• [TEXTE D'ÉTUDE]:
Avec l’avènement de la médecine à la fin du XVIIIe siècle, les Églises comprennent peu à peu que d’autres instances sont désormais mieux à même d’assumer des missions sanitaires. «Lors de l’épidémie de choléra, au début du XIXe, a lieu toute une discussion pour savoir si lorsque des religieux soignaient des personnes, ils n’entraient pas en concurrence avec le milieu médical», rappelle Philippe Martin. «Les États avaient alors tranché, déclarant qu’en cas d’épidémie, les religieux peuvent endosser ce rôle, à condition que ça soit bénévole.»
Il en ira tout différemment pour la grippe espagnole en 1918. «À partir du XXe siècle, les États sont de mieux en mieux structurés et ont de moins en moins besoin du religieux», formule l’historien français. Du moins sous nos latitudes, précise-t-il.
Et qu’en est-il à l’heure du coronavirus? Si les Églises n’ont évidemment plus de rôle sanitaire à jouer, certains regrettent néanmoins leur mutisme dans l’espace public. «Le silence des Églises face à ce qui se passe est inquiétant», ose exprimer François Dermange, professeur d’éthique à l’Université de Genève. «Certes, on n’attend plus rien des Églises aujourd’hui, on ne leur tend plus le micro, mais elles-mêmes n’osent plus parler de la mort, de l’âme, du monde à venir. Or ce qui a motivé les gens à se protéger et à paralyser l’économie, c’est bien la peur de la mort.»
«Cette litanie quotidienne sur le nombre de décès nous a brutalement réveillés à certaines réalités que l’on a voulu oublier, comme le fait que nous étions mortels», poursuit Philippe Martin. «Nos contemporains sont aujourd’hui pris par le non-sens», observe Thierry Collaud. «Or, dans la difficulté et la souffrance, ce sont des éléments de sens qui viennent nous aider à traverser l’épreuve.»
Il ne s’agit cependant pas, comme par le passé, de chercher à vouloir tout expliquer, précise-t-il. Au contraire. «Au moment où on convoque des experts de toutes sortes, où l’on cherche une maîtrise technico-scientifique, peut-être que le contre-discours des Églises pourrait être celui d’une certaine humilité face à notre désir de toute-puissance», expose le théologien. Et d’évoquer la figure du Stabat mater, cette «mère au pied de la croix, impuissante alors que son fils meurt. Il y a là quelque chose de précieux que les Églises peuvent partager pour nous aider à gérer l’échec et la mort injuste.» «Il faut donner un horizon à la souffrance imposée par cette épidémie», insiste François Dermange en conclusion. «Les Églises doivent sortir de leur timidité, il est de leur devoir de proclamer leur espérance en des temps si troublés: la mort n’a pas le dernier mot.»

• [DONNÉES AFFICHÉES]:
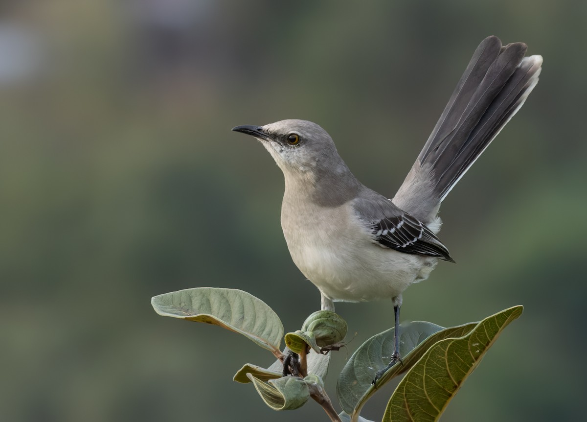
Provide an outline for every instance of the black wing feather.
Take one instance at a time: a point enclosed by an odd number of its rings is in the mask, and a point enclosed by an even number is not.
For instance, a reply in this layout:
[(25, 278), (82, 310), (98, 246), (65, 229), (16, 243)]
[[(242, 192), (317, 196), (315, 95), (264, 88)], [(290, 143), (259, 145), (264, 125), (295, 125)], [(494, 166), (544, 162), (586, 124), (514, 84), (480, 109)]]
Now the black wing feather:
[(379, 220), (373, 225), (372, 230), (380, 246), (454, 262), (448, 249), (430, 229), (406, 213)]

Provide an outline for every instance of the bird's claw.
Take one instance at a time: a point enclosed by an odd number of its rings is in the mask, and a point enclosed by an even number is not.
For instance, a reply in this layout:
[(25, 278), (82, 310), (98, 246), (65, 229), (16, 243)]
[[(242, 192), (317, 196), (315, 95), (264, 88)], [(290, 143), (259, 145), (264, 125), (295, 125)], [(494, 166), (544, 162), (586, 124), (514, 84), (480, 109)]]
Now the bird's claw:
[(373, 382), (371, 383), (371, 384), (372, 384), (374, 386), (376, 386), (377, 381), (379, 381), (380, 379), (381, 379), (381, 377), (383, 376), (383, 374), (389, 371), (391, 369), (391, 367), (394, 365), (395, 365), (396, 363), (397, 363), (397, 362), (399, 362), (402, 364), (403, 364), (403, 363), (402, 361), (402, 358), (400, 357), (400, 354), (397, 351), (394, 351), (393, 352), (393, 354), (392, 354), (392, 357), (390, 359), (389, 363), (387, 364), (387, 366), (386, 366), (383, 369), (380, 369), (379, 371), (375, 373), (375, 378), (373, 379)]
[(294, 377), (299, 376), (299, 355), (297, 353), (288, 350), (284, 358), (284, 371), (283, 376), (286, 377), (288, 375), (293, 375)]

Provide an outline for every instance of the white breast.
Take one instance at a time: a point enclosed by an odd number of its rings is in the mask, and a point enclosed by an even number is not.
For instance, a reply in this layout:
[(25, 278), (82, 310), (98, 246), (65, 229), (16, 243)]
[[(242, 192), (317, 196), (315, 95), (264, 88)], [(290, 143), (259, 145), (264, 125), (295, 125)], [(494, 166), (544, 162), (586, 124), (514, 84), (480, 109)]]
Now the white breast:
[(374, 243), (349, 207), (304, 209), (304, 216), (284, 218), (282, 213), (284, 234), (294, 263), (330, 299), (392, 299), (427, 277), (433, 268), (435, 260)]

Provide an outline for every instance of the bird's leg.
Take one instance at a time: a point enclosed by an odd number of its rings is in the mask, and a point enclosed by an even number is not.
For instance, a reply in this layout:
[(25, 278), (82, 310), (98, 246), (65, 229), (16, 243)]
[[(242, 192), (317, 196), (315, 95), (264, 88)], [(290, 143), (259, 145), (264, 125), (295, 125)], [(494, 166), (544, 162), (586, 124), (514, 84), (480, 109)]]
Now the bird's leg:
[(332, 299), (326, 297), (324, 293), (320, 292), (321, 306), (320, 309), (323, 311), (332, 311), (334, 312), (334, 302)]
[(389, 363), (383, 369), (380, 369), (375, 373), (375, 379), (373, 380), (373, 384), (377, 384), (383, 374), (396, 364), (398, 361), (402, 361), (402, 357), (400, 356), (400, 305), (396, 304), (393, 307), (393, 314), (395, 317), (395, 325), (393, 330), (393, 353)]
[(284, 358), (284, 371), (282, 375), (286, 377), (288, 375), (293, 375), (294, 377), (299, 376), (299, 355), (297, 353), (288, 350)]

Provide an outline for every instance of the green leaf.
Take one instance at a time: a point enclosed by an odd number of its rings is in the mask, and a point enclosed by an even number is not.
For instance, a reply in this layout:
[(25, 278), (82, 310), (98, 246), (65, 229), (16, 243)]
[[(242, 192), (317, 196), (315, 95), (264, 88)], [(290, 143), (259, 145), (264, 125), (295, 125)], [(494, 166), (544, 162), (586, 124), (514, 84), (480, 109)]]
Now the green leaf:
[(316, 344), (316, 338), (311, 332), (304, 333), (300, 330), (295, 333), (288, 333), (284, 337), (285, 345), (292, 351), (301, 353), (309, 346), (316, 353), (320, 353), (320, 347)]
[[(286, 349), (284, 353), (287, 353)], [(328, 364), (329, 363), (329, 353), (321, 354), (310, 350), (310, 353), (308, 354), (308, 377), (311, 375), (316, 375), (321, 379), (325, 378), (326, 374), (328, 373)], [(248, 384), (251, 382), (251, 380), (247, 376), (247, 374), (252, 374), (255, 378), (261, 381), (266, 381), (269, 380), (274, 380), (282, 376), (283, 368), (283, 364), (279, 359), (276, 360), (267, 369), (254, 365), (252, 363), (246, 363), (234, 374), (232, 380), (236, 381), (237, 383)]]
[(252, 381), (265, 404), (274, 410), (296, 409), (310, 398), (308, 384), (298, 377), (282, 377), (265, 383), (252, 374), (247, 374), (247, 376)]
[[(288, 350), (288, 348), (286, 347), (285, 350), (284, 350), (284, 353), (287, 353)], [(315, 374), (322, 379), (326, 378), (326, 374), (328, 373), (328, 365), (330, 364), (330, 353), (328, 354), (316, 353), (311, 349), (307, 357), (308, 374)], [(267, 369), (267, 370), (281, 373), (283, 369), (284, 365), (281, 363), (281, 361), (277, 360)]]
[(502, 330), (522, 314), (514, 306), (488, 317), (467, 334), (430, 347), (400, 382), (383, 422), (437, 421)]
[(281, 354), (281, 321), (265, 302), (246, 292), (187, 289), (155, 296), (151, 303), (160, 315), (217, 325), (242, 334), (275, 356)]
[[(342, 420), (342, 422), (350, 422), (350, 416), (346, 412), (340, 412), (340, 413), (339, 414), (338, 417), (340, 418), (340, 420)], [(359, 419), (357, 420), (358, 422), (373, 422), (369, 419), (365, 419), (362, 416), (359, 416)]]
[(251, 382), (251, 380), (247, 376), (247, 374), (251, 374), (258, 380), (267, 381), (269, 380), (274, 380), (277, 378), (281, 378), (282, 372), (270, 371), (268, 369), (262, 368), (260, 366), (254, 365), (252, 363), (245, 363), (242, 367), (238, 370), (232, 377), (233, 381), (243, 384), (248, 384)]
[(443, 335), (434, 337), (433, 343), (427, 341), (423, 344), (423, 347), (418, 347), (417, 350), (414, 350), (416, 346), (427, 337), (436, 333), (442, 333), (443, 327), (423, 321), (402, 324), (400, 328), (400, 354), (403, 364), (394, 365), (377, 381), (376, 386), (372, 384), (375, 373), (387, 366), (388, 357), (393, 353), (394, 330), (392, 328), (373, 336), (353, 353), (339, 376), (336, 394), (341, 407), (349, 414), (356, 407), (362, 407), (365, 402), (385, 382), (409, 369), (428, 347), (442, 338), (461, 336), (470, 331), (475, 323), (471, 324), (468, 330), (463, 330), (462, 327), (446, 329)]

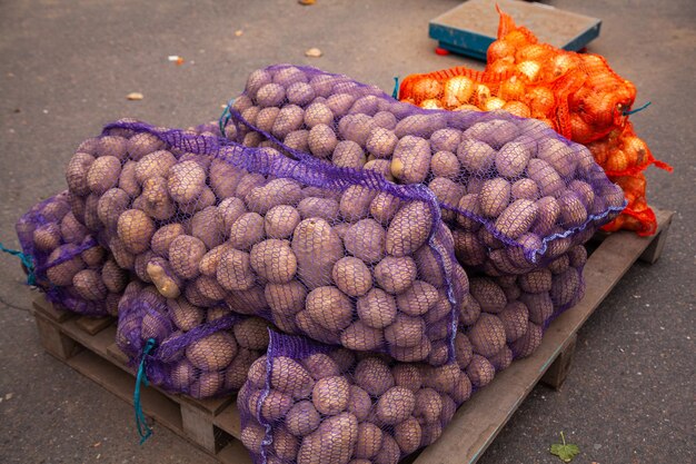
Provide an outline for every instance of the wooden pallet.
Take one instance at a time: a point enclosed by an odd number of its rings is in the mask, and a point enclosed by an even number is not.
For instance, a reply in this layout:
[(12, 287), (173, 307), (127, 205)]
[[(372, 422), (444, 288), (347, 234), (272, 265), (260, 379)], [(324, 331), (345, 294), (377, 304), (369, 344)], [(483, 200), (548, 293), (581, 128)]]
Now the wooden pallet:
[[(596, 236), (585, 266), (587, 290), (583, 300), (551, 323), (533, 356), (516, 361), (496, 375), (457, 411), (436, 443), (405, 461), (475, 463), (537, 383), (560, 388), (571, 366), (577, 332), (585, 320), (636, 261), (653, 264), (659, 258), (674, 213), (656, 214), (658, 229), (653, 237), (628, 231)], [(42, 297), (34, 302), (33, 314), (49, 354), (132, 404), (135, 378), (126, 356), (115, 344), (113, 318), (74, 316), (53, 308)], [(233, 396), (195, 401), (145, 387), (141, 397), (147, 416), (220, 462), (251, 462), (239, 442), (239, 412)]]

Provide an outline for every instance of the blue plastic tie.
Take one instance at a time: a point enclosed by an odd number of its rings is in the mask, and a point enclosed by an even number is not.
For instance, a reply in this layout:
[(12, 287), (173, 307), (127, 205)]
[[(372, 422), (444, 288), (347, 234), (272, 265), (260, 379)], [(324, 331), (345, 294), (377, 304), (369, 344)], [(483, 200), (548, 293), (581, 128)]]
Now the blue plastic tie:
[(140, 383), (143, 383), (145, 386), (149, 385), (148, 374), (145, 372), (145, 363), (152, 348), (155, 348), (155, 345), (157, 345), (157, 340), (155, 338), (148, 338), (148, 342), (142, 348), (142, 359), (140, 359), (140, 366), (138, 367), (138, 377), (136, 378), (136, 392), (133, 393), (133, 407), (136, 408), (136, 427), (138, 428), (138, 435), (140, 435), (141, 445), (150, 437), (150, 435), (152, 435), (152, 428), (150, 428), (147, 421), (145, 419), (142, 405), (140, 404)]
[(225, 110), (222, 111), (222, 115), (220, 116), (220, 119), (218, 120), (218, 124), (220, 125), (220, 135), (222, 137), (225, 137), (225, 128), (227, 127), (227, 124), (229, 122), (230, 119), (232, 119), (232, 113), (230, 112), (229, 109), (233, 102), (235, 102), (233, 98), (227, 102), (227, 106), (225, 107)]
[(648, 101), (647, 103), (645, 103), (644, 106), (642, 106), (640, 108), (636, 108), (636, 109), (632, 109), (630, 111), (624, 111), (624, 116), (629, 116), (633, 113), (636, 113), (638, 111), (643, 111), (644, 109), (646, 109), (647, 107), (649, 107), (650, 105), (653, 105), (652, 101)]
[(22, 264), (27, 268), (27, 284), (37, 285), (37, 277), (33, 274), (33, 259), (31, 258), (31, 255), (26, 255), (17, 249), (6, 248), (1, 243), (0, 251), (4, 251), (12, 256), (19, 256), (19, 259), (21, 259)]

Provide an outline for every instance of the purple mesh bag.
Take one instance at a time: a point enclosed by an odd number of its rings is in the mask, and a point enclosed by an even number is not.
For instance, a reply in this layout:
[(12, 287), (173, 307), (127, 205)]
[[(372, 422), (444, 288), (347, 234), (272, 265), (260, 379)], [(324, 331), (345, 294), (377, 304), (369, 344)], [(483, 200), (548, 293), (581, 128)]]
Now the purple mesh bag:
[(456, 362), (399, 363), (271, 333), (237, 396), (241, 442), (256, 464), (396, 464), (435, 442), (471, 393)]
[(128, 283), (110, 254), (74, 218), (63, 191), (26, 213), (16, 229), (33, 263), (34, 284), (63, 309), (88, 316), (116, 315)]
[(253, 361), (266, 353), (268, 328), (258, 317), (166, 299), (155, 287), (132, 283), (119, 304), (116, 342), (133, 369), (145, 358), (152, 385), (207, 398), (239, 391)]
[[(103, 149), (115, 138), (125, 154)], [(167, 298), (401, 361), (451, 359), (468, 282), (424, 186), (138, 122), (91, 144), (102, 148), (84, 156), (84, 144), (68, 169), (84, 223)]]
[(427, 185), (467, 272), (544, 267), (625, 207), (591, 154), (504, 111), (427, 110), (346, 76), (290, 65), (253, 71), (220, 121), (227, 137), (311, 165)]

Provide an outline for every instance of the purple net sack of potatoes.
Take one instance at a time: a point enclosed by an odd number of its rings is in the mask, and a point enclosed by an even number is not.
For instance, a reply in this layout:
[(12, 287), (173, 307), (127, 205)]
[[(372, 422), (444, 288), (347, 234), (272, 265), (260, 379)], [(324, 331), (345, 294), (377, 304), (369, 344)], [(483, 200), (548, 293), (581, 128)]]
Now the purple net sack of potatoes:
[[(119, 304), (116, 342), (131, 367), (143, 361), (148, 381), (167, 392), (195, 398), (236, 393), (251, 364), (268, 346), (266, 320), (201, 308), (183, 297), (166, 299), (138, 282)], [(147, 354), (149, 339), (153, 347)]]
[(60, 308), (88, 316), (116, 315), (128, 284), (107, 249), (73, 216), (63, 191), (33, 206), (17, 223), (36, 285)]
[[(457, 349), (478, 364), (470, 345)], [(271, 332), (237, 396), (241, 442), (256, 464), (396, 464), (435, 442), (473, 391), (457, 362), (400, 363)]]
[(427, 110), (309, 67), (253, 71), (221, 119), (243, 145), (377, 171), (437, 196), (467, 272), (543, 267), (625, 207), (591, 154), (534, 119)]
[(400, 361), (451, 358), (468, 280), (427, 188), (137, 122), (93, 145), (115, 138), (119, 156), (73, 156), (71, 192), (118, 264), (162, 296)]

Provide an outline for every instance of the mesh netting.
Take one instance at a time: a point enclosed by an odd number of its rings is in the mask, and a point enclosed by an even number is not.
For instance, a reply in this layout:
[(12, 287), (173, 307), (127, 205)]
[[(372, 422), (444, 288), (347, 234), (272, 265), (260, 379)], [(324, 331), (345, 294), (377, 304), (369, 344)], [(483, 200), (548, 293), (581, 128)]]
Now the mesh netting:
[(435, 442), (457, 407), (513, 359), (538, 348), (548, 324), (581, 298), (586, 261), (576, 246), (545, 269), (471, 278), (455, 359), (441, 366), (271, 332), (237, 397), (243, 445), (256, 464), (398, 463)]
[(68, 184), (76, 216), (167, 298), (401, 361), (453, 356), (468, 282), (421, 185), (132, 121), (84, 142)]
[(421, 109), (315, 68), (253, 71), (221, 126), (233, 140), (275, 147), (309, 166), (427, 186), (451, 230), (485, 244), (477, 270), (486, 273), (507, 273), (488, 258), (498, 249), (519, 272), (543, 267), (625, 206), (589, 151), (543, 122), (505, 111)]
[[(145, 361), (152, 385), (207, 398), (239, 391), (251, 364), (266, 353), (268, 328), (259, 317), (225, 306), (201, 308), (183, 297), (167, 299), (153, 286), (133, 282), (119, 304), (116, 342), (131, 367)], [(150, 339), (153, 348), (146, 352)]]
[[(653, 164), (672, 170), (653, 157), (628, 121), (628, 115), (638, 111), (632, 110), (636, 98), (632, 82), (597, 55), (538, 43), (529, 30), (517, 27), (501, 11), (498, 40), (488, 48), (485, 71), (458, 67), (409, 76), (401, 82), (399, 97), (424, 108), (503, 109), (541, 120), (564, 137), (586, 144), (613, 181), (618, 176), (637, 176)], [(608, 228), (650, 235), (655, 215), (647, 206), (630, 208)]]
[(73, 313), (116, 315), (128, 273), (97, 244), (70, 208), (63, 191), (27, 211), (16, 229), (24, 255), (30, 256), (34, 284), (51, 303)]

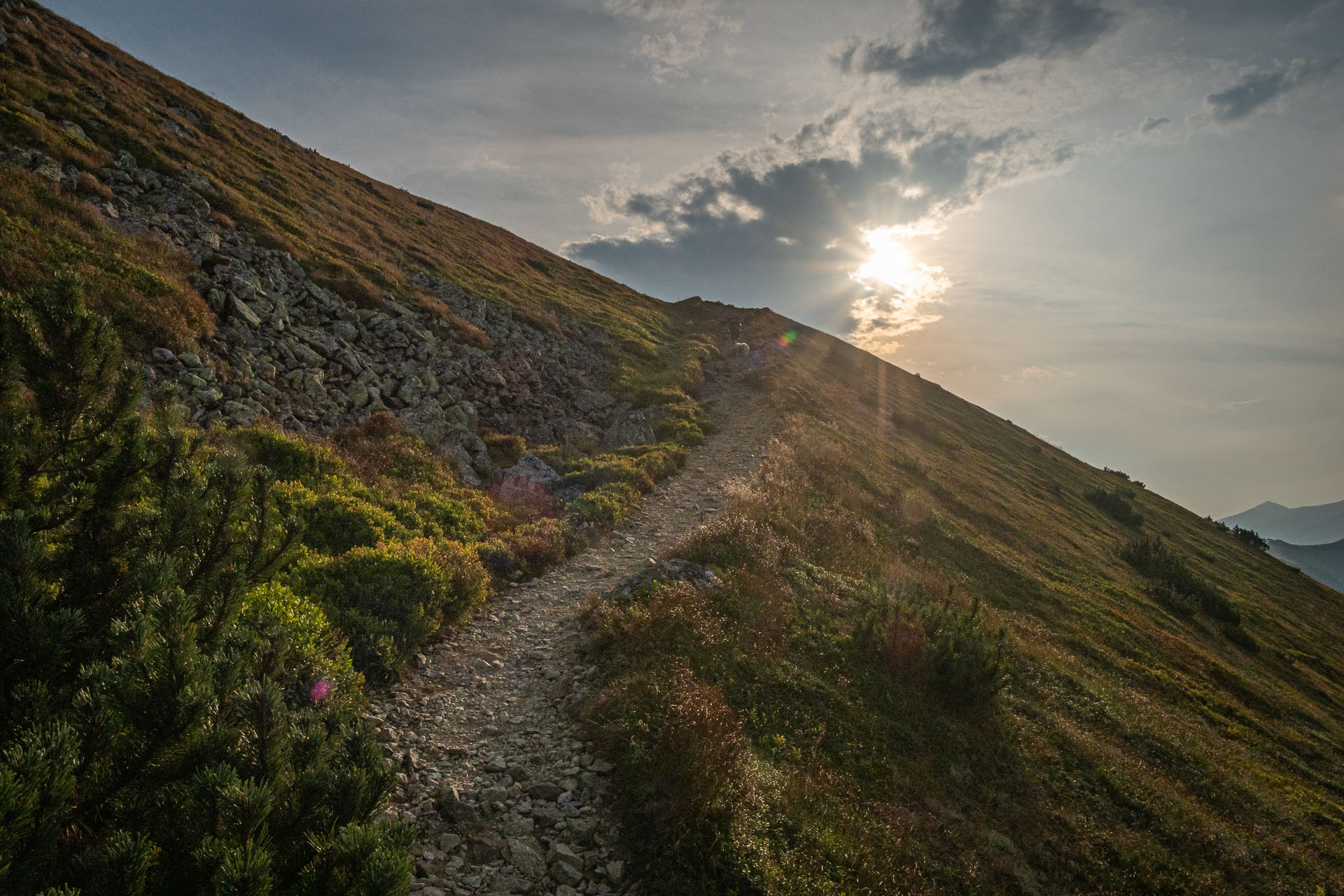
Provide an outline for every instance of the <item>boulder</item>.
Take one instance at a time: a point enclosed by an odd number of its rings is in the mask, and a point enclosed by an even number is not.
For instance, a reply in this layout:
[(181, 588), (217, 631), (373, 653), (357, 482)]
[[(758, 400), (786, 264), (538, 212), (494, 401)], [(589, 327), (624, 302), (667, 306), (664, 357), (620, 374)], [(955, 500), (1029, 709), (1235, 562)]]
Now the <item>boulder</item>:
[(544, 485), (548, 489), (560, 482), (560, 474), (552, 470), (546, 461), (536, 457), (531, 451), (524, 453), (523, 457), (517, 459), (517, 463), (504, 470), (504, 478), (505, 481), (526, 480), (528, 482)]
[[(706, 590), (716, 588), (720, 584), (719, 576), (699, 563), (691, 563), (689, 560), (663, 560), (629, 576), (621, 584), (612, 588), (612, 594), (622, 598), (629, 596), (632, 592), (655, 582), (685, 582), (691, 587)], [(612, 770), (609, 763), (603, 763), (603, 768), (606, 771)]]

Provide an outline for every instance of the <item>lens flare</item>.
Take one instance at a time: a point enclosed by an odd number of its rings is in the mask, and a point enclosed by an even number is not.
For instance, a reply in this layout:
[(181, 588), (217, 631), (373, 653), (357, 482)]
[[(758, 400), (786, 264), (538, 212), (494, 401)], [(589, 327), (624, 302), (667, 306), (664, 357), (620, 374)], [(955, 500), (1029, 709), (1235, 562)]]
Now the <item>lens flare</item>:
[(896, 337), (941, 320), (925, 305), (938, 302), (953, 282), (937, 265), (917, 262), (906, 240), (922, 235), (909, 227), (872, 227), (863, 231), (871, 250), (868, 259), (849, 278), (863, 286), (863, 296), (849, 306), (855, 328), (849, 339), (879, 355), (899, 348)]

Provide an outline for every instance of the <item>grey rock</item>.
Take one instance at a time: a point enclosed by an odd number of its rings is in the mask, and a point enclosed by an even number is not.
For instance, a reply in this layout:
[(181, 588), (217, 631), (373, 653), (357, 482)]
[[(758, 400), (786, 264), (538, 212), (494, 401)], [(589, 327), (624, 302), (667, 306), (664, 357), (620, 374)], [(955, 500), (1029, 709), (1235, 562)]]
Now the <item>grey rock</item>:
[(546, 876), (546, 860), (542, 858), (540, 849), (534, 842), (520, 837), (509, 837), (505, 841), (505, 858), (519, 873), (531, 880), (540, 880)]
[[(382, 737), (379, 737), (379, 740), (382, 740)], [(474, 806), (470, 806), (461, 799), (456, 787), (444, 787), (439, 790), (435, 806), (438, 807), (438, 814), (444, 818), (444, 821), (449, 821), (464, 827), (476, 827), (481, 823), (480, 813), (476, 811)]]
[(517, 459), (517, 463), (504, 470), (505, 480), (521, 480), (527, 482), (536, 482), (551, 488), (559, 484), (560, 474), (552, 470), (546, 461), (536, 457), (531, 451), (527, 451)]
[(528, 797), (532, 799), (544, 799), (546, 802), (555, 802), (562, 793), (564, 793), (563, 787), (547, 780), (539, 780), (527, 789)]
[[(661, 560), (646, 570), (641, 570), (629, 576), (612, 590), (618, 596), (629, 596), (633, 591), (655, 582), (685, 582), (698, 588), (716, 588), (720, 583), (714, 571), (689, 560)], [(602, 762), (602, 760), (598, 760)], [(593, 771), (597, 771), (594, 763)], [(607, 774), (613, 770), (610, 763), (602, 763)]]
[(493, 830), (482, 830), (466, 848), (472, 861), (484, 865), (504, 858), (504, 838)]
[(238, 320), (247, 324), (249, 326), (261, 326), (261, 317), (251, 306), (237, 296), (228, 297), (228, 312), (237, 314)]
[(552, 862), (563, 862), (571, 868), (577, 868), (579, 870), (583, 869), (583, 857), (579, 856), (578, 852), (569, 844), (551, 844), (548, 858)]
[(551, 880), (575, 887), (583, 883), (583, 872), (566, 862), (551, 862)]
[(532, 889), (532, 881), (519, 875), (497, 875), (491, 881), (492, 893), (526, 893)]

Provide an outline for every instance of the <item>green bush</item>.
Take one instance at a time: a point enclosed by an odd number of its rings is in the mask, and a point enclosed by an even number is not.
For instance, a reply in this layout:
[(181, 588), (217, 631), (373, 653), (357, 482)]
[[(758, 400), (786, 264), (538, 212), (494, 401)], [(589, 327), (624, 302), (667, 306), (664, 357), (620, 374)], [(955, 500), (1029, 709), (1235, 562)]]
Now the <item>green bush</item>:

• [VOTRE OBJECTIF]: Relevez, s'il vous plaît, toutes les personnes que le texte d'étude nomme. Appuyez-vous uniquement sur le texte d'étude.

• [VOTRE RÉPONSE]: Philippe Martin, François Dermange, Thierry Collaud